Material for this task:
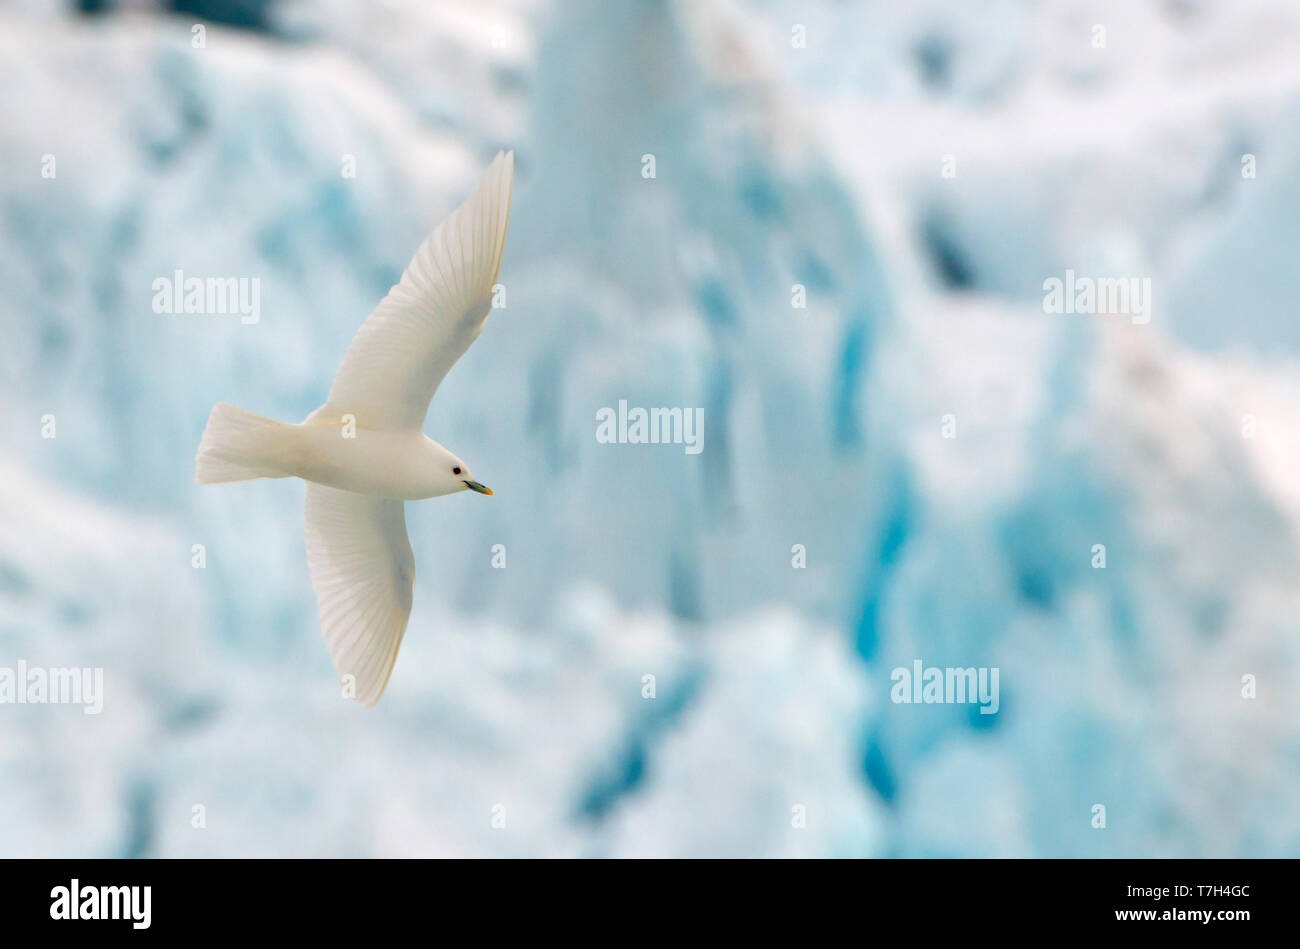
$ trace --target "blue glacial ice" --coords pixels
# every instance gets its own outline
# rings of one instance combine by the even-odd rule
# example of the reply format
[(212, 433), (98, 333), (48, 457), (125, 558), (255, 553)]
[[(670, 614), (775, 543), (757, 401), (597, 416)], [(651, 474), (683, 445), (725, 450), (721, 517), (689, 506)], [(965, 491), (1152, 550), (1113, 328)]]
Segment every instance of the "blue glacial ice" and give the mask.
[[(1300, 15), (1117, 7), (1100, 59), (950, 6), (286, 4), (202, 50), (0, 9), (0, 665), (107, 689), (3, 709), (0, 853), (1296, 855)], [(496, 496), (408, 507), (363, 712), (302, 486), (194, 450), (319, 404), (499, 147), (508, 302), (426, 426)], [(1152, 324), (1045, 315), (1068, 266)], [(260, 321), (155, 314), (177, 268)], [(598, 444), (620, 399), (705, 450)], [(891, 703), (918, 657), (999, 713)]]

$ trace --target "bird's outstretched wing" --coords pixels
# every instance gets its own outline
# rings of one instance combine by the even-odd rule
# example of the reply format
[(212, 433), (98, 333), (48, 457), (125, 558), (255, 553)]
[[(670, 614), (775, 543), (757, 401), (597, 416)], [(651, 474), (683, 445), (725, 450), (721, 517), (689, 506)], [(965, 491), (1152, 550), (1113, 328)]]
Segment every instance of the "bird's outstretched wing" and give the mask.
[(339, 679), (379, 701), (411, 616), (415, 557), (403, 502), (307, 483), (307, 566)]
[(514, 175), (514, 152), (499, 152), (474, 193), (424, 239), (361, 324), (328, 401), (311, 418), (350, 413), (365, 428), (399, 430), (424, 423), (438, 384), (492, 308)]

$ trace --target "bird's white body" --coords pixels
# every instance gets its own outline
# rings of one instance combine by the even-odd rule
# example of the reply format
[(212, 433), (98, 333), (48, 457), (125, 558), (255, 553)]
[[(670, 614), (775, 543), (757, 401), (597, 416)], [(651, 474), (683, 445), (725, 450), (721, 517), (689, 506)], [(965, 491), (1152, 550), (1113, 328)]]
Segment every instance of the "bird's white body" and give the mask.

Problem requirements: Replicate the material above verbatim; images stay out of the copy.

Answer area:
$ trace --target "blue glacial ice" --coords pixels
# every instance gets its own outline
# rings of one instance combine by the even-odd rule
# example of the reply format
[(212, 433), (98, 333), (48, 457), (125, 558), (255, 553)]
[[(670, 614), (775, 543), (757, 401), (597, 416)], [(651, 474), (683, 445), (725, 450), (721, 517), (689, 506)], [(965, 491), (1152, 550), (1113, 328)]]
Segment every instance of the "blue glacial ice" and give the mask.
[[(1300, 15), (1117, 7), (1100, 59), (950, 6), (286, 4), (202, 50), (0, 9), (0, 665), (107, 689), (3, 709), (0, 853), (1296, 855)], [(496, 496), (408, 507), (363, 712), (302, 486), (194, 450), (319, 404), (499, 147), (508, 302), (426, 426)], [(1152, 324), (1045, 315), (1068, 266)], [(260, 321), (155, 314), (177, 268)], [(598, 444), (620, 399), (705, 450)], [(891, 703), (918, 657), (999, 713)]]

$ trace --target "bird's outstretched wing" --coords pixels
# every instance gets its own outline
# rings of one instance combine by the even-odd rule
# example of the reply format
[(212, 433), (98, 333), (48, 457), (125, 558), (255, 553)]
[[(670, 614), (775, 543), (757, 401), (597, 416)], [(651, 474), (683, 445), (725, 450), (721, 517), (689, 506)], [(965, 491), (1152, 550), (1113, 328)]]
Segment every instance of the "bird's outstretched wing" and give the mask.
[(339, 679), (379, 701), (411, 616), (415, 557), (403, 502), (307, 483), (307, 566)]
[(514, 175), (514, 152), (499, 152), (474, 193), (424, 239), (361, 324), (328, 401), (311, 418), (350, 413), (365, 428), (399, 430), (424, 423), (438, 384), (492, 308)]

$ trace --target "bird's white body" --coords pixels
# every instance gets its own outline
# rings of one instance combine by the even-odd rule
# example of the reply format
[(212, 433), (98, 333), (48, 457), (125, 558), (255, 553)]
[[(670, 614), (775, 543), (757, 401), (597, 416)], [(651, 474), (683, 445), (725, 450), (721, 517), (689, 506)], [(965, 491), (1152, 550), (1113, 328)]]
Segment every instance of the "bird's white body" and give the mask.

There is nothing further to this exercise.